課題文:

────────

4月22日の東京大地震研究所の研究グループの発表によれば、今次大地震の影響で、茨城県南西部や東京湾北部、静岡県東部などの地域で地震が起こりやすくなっている。政府が想定する首都圏直下型地震の震源域も含まれ、注意が必要である。3月11日東京での震度5強の地震は、首都直下型地震の実地演習としてさまざまな教訓を与えた。良かったのは、現行建築基準の正しさが立証されたことである。東京より震源地に近い場所でも、建築物はほぼ無事だった(津波と火災は別)。高層ビルのガラスが砕けて路上に降り注ぐという事態も起こらなかった。建築物については、現在個々の物件について個別チェックが行われていると考えられ、かなり安心できよう。火災については、とにかく防火と消火に努力するほかないだろう。
問題と思われるのは、帰宅困難者対策である。3月11日帰宅に困った人は多い。2度と同じ経験はしたくない。自粛は景気に悪影響を与えると言われても、余震が続く間は外出を控えたくなるのは当然だろう。逆に、多少の地震でも、身の安全や帰宅が保証されれば、外出や観光の意欲も出てこよう。とくに外国人を含む土地不案内者にとっては、しかりである。地震の際、移動はどうしても困難になる。JRが長時間運転を見合わせたことが非難されているが、安全の確保上これはやむを得なかったと思う。それに、国土交通省は4月20日、大地震が発生した際の鉄道の運転再開方法について、一定のルール作りを目指すため、首都圏の12鉄道事業者をメンバーとする協議会を設置し、東京・霞が関で初会合を開いた。最善が模索されよう。

────────

記録の抜粋:

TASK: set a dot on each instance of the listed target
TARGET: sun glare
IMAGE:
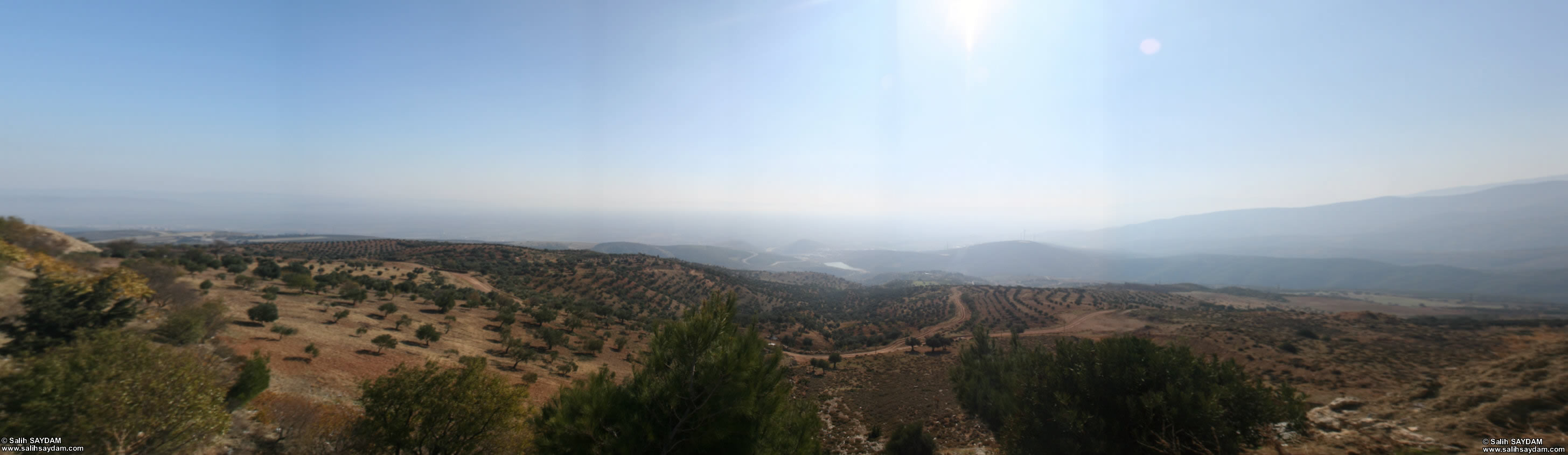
(968, 16)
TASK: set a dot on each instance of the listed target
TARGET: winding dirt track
(959, 319)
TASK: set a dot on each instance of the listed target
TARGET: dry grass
(347, 358)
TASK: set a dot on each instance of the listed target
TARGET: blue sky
(1043, 114)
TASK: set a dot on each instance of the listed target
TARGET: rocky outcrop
(1343, 419)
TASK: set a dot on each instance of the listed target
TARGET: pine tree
(709, 388)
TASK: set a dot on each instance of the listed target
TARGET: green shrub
(910, 440)
(255, 377)
(1118, 396)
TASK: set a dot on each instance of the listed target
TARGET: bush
(262, 313)
(708, 388)
(193, 325)
(435, 410)
(116, 393)
(1118, 396)
(55, 308)
(255, 377)
(910, 440)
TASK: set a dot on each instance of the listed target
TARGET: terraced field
(1001, 308)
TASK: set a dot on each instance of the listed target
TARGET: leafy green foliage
(355, 292)
(551, 338)
(446, 302)
(709, 388)
(937, 341)
(910, 440)
(383, 341)
(115, 393)
(435, 410)
(429, 335)
(55, 310)
(262, 313)
(255, 377)
(245, 282)
(193, 325)
(284, 330)
(1118, 396)
(300, 282)
(266, 269)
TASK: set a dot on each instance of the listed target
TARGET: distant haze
(844, 121)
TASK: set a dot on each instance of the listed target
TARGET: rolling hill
(1510, 217)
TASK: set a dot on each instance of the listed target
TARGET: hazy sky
(1067, 114)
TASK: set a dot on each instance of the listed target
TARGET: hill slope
(1512, 217)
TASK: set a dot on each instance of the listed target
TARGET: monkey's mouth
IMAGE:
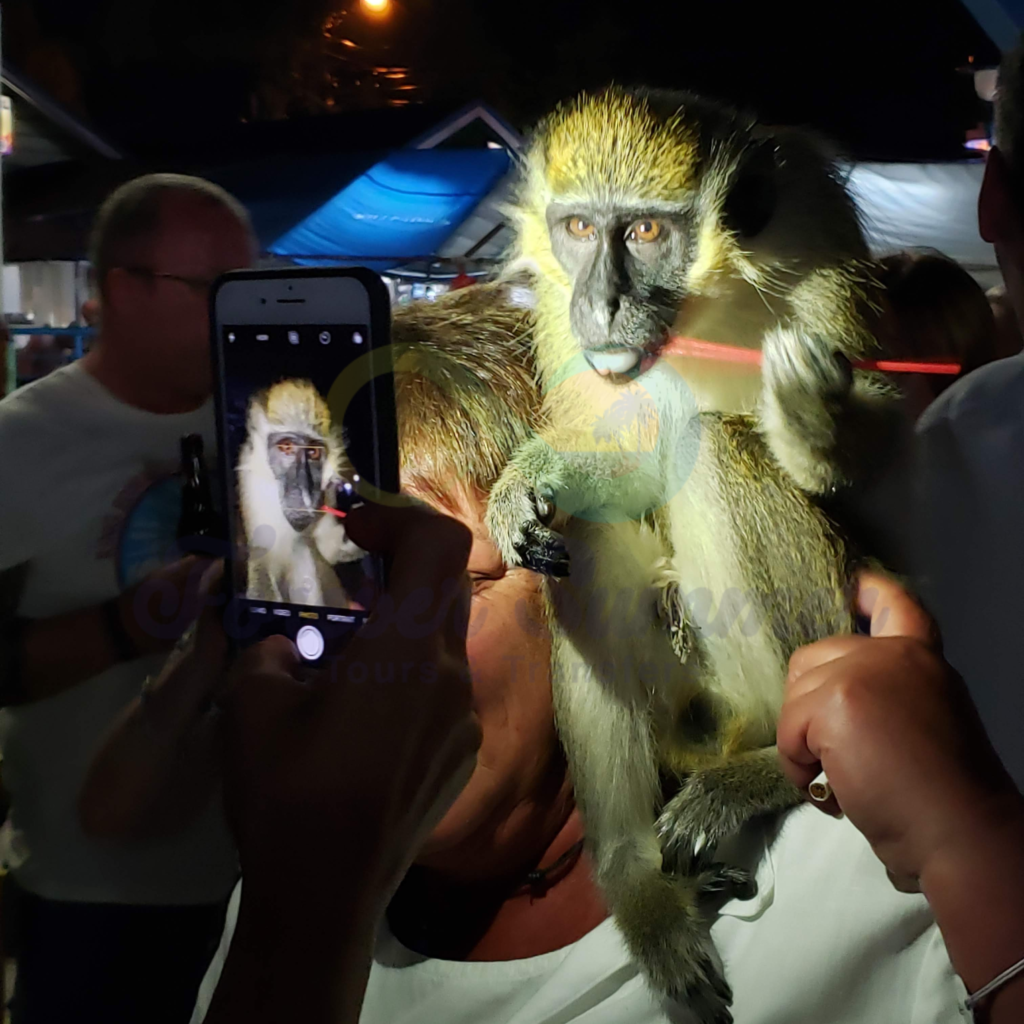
(625, 363)
(300, 518)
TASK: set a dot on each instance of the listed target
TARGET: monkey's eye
(581, 228)
(644, 230)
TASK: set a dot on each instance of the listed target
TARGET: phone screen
(301, 428)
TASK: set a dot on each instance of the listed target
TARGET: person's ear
(999, 216)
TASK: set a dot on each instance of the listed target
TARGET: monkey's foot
(517, 518)
(718, 801)
(668, 936)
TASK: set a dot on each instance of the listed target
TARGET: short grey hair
(131, 217)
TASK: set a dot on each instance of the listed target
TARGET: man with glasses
(91, 598)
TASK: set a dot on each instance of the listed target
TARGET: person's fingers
(892, 610)
(261, 692)
(813, 655)
(273, 655)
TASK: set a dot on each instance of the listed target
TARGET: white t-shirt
(969, 541)
(825, 940)
(90, 498)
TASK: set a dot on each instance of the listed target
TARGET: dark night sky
(877, 75)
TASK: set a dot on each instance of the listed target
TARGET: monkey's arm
(827, 425)
(719, 795)
(547, 480)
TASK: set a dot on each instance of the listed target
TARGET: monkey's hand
(717, 801)
(520, 510)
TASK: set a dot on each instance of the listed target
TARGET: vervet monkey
(669, 487)
(290, 467)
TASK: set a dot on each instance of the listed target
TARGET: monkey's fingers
(545, 552)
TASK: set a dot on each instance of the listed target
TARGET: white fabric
(825, 940)
(89, 497)
(925, 204)
(970, 541)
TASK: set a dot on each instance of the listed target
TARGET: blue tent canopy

────────

作業内容: 課題文のうち「4月22日の東京大地震研究所」から「火に努力するほかないだろう。」までをすべて、一字一句変えずに書き写せ。

解答例:
4月22日の東京大地震研究所の研究グループの発表によれば、今次大地震の影響で、茨城県南西部や東京湾北部、静岡県東部などの地域で地震が起こりやすくなっている。政府が想定する首都圏直下型地震の震源域も含まれ、注意が必要である。3月11日東京での震度5強の地震は、首都直下型地震の実地演習としてさまざまな教訓を与えた。良かったのは、現行建築基準の正しさが立証されたことである。東京より震源地に近い場所でも、建築物はほぼ無事だった(津波と火災は別)。高層ビルのガラスが砕けて路上に降り注ぐという事態も起こらなかった。建築物については、現在個々の物件について個別チェックが行われていると考えられ、かなり安心できよう。火災については、とにかく防火と消火に努力するほかないだろう。